PROBLEM STATEMENT>
Each line of the data that includes the string "below" is to be copied out.

|---|

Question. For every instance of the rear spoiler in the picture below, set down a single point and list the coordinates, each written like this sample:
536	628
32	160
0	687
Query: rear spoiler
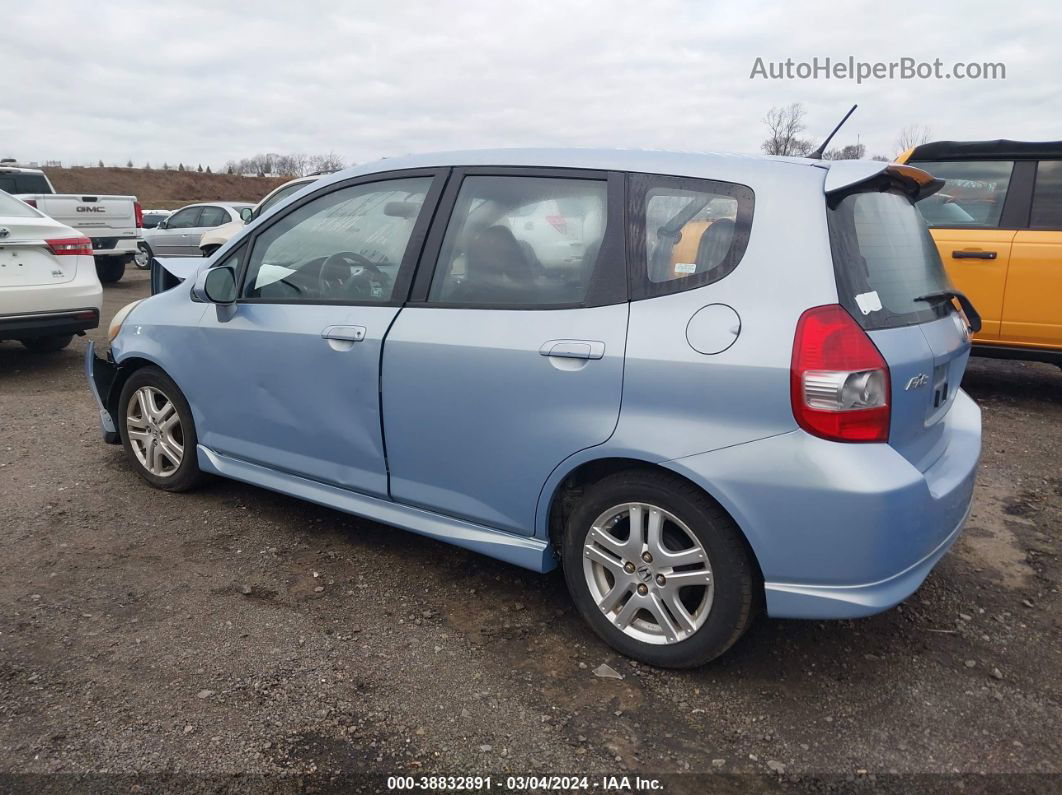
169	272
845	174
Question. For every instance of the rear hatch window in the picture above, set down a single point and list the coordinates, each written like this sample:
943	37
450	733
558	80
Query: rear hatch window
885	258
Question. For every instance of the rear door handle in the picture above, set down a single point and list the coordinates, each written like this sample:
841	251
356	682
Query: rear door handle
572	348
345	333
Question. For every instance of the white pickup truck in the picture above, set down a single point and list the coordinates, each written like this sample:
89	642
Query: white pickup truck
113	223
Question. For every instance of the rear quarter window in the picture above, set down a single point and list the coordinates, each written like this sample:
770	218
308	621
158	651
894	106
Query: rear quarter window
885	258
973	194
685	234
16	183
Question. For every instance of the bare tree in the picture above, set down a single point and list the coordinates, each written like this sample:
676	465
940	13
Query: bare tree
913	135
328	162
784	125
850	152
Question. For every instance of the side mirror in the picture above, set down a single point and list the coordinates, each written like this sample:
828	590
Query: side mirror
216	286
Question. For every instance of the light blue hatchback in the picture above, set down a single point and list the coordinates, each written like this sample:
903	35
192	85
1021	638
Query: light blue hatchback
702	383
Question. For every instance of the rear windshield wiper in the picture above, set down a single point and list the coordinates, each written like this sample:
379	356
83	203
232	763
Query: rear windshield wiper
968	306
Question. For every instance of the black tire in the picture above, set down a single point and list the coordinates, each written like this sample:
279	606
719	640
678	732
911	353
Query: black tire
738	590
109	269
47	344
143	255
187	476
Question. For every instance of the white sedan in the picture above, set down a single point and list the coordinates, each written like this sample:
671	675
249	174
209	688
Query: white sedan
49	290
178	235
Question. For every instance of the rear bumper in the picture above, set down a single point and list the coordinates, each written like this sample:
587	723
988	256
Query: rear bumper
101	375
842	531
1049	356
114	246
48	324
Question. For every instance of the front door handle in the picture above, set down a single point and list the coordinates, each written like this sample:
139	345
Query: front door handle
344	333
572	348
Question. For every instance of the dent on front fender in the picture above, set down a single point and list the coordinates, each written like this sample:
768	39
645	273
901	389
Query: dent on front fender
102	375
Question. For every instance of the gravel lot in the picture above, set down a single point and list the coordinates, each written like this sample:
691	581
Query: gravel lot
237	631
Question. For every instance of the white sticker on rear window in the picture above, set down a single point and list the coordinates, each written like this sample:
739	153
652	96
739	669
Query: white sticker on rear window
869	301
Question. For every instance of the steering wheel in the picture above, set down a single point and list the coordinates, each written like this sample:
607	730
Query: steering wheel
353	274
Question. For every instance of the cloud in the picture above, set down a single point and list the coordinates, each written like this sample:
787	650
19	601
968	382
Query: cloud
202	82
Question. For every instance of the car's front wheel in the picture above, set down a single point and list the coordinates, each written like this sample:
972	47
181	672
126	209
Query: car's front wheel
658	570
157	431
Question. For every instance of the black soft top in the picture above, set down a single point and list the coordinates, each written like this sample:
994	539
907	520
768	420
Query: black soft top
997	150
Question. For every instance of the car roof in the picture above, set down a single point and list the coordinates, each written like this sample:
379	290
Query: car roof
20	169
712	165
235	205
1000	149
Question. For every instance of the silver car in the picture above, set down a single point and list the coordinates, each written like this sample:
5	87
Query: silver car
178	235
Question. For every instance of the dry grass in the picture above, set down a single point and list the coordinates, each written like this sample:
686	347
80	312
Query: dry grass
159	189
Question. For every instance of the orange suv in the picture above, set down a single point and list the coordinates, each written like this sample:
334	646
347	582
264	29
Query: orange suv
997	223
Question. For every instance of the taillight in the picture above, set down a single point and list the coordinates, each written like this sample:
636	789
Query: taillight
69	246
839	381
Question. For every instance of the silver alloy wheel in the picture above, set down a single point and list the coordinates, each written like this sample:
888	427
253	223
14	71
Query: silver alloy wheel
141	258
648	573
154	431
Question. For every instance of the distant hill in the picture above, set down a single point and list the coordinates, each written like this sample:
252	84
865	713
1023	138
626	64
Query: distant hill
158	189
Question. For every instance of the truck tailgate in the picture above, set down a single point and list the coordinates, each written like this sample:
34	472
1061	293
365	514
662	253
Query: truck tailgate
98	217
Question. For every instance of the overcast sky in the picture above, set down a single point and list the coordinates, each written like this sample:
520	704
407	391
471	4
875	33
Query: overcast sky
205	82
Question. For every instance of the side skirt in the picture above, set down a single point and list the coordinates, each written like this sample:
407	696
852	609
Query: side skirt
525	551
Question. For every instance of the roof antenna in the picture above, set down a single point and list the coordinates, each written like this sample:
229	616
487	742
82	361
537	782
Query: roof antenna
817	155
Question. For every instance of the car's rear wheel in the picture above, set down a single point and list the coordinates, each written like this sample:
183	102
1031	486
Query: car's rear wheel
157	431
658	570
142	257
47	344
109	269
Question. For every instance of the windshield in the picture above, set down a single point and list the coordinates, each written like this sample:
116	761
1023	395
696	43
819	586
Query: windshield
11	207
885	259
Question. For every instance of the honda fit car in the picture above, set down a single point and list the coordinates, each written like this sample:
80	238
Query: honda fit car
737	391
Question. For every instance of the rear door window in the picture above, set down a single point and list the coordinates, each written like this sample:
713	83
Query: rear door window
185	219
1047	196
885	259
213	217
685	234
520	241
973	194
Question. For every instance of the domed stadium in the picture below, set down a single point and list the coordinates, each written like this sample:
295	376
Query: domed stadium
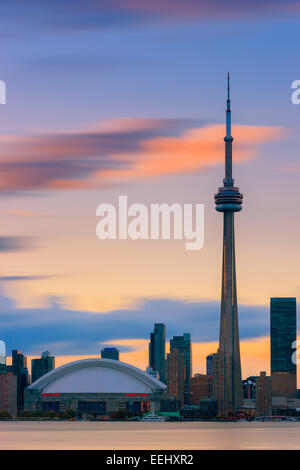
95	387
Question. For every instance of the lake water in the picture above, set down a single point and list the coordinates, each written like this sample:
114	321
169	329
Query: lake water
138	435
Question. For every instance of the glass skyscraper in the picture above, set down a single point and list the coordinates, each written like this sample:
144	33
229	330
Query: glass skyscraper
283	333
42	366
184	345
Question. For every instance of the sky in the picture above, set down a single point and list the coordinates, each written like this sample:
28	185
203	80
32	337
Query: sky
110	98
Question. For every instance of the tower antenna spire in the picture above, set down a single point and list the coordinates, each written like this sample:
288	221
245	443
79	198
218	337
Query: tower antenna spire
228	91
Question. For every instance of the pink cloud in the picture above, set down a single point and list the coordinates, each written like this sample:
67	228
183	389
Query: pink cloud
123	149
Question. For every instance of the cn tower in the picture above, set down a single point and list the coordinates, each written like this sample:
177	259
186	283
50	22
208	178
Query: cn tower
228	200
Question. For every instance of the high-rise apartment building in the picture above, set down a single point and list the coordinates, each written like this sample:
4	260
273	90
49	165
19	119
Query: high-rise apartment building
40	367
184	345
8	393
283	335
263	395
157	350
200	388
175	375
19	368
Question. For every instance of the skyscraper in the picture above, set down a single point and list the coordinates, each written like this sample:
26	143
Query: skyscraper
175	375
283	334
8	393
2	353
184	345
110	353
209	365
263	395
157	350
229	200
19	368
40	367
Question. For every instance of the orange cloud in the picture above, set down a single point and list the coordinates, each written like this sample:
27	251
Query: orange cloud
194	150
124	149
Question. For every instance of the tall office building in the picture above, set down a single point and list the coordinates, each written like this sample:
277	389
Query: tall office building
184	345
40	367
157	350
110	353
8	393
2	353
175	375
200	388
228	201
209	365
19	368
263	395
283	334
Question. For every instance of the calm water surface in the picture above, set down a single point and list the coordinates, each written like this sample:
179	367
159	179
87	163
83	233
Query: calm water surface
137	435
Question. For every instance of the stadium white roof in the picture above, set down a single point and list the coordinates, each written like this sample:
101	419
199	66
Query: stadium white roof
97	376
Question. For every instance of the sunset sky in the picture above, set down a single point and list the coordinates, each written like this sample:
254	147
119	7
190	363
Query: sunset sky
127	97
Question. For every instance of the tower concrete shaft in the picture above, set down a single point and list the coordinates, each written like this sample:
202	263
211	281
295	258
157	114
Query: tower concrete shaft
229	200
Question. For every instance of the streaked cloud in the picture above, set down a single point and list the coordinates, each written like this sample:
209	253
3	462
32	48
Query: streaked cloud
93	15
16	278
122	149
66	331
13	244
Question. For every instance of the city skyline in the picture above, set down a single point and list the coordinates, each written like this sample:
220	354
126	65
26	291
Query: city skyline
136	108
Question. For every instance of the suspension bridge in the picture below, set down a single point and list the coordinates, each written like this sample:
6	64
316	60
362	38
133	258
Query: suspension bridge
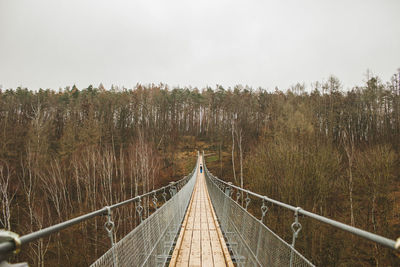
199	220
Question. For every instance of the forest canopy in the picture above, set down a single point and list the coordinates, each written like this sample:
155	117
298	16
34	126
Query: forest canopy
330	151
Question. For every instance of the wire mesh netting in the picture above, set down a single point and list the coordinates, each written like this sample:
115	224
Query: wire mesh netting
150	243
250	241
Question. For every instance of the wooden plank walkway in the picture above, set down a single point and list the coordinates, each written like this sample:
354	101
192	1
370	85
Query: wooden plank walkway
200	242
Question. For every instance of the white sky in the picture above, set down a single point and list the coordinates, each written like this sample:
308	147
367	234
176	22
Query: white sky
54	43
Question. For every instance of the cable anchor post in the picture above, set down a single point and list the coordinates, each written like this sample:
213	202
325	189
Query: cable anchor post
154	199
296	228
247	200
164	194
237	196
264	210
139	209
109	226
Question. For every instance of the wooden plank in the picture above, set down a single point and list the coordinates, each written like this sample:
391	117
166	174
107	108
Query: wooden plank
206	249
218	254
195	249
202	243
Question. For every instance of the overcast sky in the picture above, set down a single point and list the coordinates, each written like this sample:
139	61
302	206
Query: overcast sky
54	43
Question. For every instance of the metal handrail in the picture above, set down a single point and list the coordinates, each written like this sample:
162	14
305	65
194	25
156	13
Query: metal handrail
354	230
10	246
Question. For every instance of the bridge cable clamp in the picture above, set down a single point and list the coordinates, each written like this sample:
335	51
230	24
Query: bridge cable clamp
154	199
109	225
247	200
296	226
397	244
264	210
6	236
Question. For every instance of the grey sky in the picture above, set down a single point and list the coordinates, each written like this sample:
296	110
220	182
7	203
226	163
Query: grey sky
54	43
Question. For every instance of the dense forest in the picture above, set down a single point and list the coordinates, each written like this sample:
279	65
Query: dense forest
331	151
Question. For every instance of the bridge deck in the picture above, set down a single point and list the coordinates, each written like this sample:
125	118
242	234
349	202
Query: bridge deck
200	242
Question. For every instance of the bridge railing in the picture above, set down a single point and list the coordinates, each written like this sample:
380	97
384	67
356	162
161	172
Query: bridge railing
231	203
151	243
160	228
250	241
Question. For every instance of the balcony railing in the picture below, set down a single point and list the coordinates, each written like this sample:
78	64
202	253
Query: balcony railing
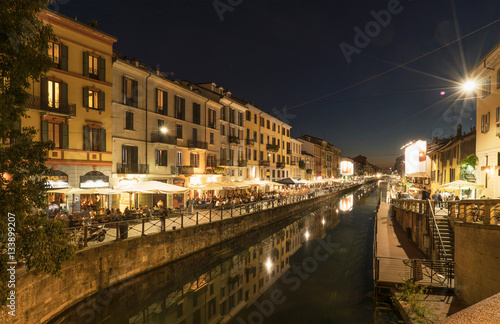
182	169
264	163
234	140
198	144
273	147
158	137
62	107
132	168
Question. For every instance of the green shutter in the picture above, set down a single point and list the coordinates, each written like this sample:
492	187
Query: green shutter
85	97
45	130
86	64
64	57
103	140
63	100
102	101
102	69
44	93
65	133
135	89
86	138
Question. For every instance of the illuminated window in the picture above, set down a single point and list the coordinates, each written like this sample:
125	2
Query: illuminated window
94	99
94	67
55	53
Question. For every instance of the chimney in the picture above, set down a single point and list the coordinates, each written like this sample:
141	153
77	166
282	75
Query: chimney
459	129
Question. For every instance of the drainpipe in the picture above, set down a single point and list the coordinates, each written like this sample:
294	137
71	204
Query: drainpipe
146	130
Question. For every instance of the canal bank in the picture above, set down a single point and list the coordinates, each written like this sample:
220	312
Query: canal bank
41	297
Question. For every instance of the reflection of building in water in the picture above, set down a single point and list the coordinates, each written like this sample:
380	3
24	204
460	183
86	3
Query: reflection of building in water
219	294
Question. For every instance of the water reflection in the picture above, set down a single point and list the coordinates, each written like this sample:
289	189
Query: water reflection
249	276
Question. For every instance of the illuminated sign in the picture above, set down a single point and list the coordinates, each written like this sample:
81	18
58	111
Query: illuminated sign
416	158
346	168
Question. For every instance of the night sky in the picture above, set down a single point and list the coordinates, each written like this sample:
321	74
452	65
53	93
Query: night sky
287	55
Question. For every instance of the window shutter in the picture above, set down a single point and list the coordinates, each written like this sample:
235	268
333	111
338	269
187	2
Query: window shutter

|---|

RESPONSE FOR THIS EXERCISE>
Question. For every instance of the rear spoiler in the picture below, set down a single point and list the coordinates, each written like this sample:
Question. For every instance of the domed stadium in the picture below, set down a single point and list the coordinates, each written like this sample:
Question. For every instance of the suspension bridge in the picture below, set down a single point and list the coordinates, each written like this sample:
Question. For every instance of the balcony railing in the picture below, set down a single point and list the coordinates, each written like this sample:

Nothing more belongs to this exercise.